(Beginning of Source material)

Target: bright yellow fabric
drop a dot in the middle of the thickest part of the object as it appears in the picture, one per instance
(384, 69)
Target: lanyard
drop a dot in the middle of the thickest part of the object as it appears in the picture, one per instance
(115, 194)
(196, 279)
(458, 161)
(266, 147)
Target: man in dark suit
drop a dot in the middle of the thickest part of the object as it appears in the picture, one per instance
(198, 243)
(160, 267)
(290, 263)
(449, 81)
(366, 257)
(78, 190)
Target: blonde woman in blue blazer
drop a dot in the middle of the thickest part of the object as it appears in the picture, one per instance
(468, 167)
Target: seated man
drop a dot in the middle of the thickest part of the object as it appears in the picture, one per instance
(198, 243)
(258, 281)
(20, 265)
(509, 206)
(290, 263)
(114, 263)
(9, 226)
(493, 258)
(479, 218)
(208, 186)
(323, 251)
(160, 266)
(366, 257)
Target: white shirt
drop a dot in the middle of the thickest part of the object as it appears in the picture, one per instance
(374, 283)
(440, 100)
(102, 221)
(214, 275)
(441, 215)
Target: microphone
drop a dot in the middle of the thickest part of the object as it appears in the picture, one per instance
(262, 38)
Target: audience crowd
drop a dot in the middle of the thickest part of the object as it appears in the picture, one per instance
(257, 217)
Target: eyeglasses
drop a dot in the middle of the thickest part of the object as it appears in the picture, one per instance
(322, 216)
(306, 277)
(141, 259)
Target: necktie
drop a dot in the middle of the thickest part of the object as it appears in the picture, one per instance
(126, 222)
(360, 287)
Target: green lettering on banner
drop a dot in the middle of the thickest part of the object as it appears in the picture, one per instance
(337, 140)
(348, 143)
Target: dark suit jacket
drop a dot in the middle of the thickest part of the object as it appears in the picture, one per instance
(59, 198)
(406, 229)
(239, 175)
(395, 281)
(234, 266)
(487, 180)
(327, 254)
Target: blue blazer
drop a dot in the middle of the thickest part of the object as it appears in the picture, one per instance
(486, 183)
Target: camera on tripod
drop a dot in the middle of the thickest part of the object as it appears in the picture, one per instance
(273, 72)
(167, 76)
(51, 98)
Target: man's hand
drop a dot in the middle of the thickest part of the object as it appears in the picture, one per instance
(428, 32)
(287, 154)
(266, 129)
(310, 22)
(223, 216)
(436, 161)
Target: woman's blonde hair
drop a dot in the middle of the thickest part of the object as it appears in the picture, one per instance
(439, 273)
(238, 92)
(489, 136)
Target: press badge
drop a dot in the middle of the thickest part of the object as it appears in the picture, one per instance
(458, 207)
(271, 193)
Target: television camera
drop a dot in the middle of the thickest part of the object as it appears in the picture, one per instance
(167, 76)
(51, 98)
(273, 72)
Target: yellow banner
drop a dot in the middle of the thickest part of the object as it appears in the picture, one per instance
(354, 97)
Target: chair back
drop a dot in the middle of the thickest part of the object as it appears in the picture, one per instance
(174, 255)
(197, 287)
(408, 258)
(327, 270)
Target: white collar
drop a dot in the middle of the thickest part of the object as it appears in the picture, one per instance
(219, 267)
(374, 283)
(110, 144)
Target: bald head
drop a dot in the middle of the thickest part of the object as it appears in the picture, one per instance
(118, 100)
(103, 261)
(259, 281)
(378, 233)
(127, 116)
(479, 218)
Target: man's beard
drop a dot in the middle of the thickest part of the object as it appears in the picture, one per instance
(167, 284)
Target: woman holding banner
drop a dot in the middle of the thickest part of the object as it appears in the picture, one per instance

(End of Source material)

### Task details
Copy out the data exactly, keeping each line whole.

### Exercise output
Target: bright yellow fabric
drop a dot in the middle of the thickest part of the object as it appears in the picture, one per instance
(384, 69)
Target: lanyard
drop a dot in the middle of the thickest part of the object as it appears in the picture, one per instance
(115, 194)
(196, 279)
(458, 161)
(266, 147)
Target: man in dark suit
drop a dot in the middle of the thickest part of the object as it appears in the picture, one per instance
(198, 243)
(160, 267)
(290, 263)
(449, 81)
(366, 257)
(78, 190)
Target: blonde woman in blue blazer
drop a dot in the middle of the thickest part of the object as it appears in the picture, one per instance
(468, 167)
Target: seated man
drop a dot in the middle of the thickest part of the object as it appears in the picture, one per instance
(198, 243)
(258, 281)
(20, 265)
(509, 206)
(290, 263)
(114, 263)
(9, 226)
(493, 258)
(479, 218)
(208, 186)
(323, 251)
(160, 266)
(366, 257)
Target: white shirt
drop a dot in the middle of the thickest part of the object as it appears in the picture, one per instance
(374, 283)
(440, 100)
(102, 221)
(214, 275)
(441, 215)
Target: microphone
drop a dot in the middle of the thickest part of the object as it appears in the picture, one per instance
(262, 38)
Target: audience crowd
drop a dot in the middle of the thickest part of the object as it appears in the picture, one per instance
(257, 217)
Target: eyeglasses
drop a dot in the middle of the thickest part of the object as it appears in the picture, one per instance
(322, 216)
(306, 277)
(141, 259)
Target: necktie
drop a dot in the middle of the thickest part of the object as it appears in the picture, one per instance
(126, 222)
(360, 287)
Target: green lettering on banner
drop a dot in the middle of the thickest part of the object as it appears in the picture, one per instance
(337, 140)
(348, 143)
Target: dark suit jacket
drop a dot in the middle of the thickest part of the object as it appears in the picture, one per instance
(59, 198)
(406, 229)
(239, 175)
(395, 281)
(234, 266)
(487, 180)
(327, 254)
Target: blue blazer
drop a dot in the middle of the thickest part of the object as it appears in the picture, one per instance
(486, 183)
Target: camera on tripod
drop a dot in the middle of the thickest part of the object as it appears in the picture, one per instance
(273, 72)
(167, 76)
(51, 98)
Target: man's hand
drop a dot in the middle of the thickest part of the object as it appears in the picture, one per instance
(428, 32)
(287, 154)
(266, 129)
(310, 22)
(223, 216)
(436, 161)
Target: woman's blonde hair
drop a dot in the middle of the thickest part of the object as it appears in the picture, one per instance
(439, 273)
(238, 92)
(489, 136)
Target: press badge
drop a dot in the middle of the thickest part of the object as it appears in the picture, one per instance
(458, 207)
(271, 193)
Target: television camera
drop a dot in the middle of the thickest part of the object as it appears in the picture, one per instance
(167, 76)
(51, 98)
(273, 72)
Target: yellow banner
drop a dot in the middle of the thickest part of the object as it appears in the picture, one per instance
(354, 97)
Target: chair back
drop a dot in the middle of the thickest part of the object as it appears in the picture, one per instance
(174, 255)
(197, 287)
(408, 258)
(327, 270)
Target: white collar
drop a dot in the middle of the thickest part of the object as it appears in the picture, one per instance
(219, 267)
(374, 283)
(110, 144)
Target: bald head
drop a dot in the middle of the thickest part of the object as it appears in the picture, one per instance
(118, 100)
(103, 261)
(259, 281)
(378, 233)
(127, 116)
(479, 218)
Target: man's beard
drop a dot in the middle of the thickest part of the object as it appears in the picture, one per instance
(167, 284)
Target: woman holding banner
drop a dot in the middle of the thickest part of the object as it appears in the picture, one per instance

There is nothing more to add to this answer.